Stored records
*** Block opens ***

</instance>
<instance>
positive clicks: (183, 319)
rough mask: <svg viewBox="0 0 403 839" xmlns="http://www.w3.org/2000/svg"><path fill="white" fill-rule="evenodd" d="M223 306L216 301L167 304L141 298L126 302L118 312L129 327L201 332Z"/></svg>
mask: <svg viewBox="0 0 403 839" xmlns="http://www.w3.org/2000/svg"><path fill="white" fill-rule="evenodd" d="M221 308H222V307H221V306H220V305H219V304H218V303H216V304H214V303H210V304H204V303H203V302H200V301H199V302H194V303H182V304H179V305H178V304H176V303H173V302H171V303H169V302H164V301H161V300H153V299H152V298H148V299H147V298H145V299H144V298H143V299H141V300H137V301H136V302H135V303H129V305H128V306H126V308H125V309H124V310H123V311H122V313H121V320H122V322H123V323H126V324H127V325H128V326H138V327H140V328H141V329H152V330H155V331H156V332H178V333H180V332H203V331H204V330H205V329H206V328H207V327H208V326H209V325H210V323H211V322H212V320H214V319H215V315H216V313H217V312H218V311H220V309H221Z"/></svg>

*** Block closes ***

What the exercise asks: Write out the stored records above line for line, with nothing changed.

Output of the task:
</instance>
<instance>
positive clicks: (183, 319)
rough mask: <svg viewBox="0 0 403 839" xmlns="http://www.w3.org/2000/svg"><path fill="white" fill-rule="evenodd" d="M223 306L216 301L167 304L141 298L126 302L118 312L129 327L201 332Z"/></svg>
mask: <svg viewBox="0 0 403 839" xmlns="http://www.w3.org/2000/svg"><path fill="white" fill-rule="evenodd" d="M221 308H222V307H221V306H220V305H219V304H218V303H216V304H214V303H210V304H204V303H203V302H200V301H199V302H194V303H182V304H179V305H178V304H176V303H173V302H171V303H169V302H164V301H161V300H153V299H152V298H148V299H147V298H145V299H144V298H143V299H141V300H137V301H136V302H135V303H129V305H128V306H126V308H125V309H124V310H123V311H122V313H121V320H122V322H123V323H126V324H127V325H128V326H138V327H140V328H141V329H152V330H155V331H156V332H178V333H180V332H203V331H204V330H205V329H206V328H207V327H208V326H209V325H210V323H211V322H212V320H214V319H215V315H216V313H217V312H218V311H220V309H221Z"/></svg>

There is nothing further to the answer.